-- INSTRUCTION --
From the line containing "For every instance of the thumb, the" down to the last line of the material, return those lines verbatim and only those.

-- RAW DATA --
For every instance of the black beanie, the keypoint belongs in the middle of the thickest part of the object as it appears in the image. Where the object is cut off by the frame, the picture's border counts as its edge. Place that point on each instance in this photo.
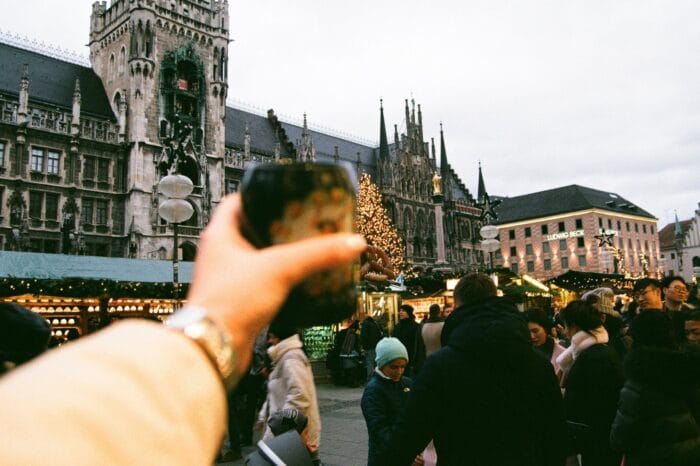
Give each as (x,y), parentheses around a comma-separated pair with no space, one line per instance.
(23,333)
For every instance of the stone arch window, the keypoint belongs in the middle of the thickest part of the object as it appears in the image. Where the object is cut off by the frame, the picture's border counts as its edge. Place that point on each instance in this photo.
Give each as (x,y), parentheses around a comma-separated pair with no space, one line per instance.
(122,60)
(17,207)
(215,67)
(188,251)
(408,219)
(148,40)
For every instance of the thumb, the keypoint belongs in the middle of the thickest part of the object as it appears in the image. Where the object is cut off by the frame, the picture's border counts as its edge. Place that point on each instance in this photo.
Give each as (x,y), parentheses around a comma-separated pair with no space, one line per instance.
(292,262)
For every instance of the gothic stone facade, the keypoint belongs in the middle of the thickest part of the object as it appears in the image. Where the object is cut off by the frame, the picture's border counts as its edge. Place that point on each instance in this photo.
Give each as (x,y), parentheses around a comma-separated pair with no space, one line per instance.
(82,149)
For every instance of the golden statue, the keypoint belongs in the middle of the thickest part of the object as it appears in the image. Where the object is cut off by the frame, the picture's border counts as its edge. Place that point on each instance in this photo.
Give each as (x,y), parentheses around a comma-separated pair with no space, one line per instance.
(437,184)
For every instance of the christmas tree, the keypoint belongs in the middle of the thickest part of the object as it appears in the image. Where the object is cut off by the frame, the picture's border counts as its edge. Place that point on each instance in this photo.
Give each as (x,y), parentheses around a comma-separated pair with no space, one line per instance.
(372,221)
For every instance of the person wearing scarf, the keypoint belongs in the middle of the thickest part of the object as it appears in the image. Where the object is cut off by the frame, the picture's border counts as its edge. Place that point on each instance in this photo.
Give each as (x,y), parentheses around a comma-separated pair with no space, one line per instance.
(592,379)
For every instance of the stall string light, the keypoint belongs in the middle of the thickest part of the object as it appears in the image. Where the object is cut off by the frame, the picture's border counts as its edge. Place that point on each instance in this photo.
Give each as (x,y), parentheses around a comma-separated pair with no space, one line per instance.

-- ANSWER TO THIS EXERCISE --
For every instance of the thumb, the keypoint belongs in the middle of the thickest part of the object as it appears in the image. Where the object is cut off by the frame, the picture's border counts as its edge. Place that point on each instance in this photo.
Give each as (x,y), parentheses around a comma-separated pair with no space, one line per instance.
(292,262)
For every instance of the gothic stone facade, the keypoint belongs in the middle of the thickest part of the object as it appears in the image. Where the object is cut off by the frame, the picture's border counts as its edge. Place that point on each instance in this photo.
Give each as (x,y), parentheses around a comma-separated pair with no space, one line per instance.
(82,149)
For every instance of the golden statue, the keypoint belongs in the middle of the thickest part of the object as it appears in the image. Where the object is cut off by the frame, the picture's border counts as its edge. Place that point on each instance in this photo.
Give each as (x,y), parentheses around a comma-separated pair with no space, one line per instance.
(437,184)
For every instance of the christmas tree, the keypoint belongs in the middle of the thickest part of the object as it appears in the image. Where the object is cut off by the frame, the picture's border counts as its edge. Place that point on each instance in this photo.
Give each as (x,y), parentheses around a comma-separated pair with no space, one line per instance.
(372,221)
For every instance of the person wearing scarf, the keypoint belongs in the middle of the thickest part of the object as it appears in the image. Where the object is cut off by the frame, the picture's border counts as its edge. Place that point on each instance in this photo.
Give each as (x,y), parentheses around a comma-separated pair with no space, one line per instance.
(592,379)
For every instance of the stall string light, the keypoint belongs in the middle of the thickest part of the object as it appears in the image. Where the object is cut off by the frame, the picture's border counts as its edge. Place that point on each instance in this photo.
Give each as (x,y), parentheses around a comma-separated pair with no space, one line per instance.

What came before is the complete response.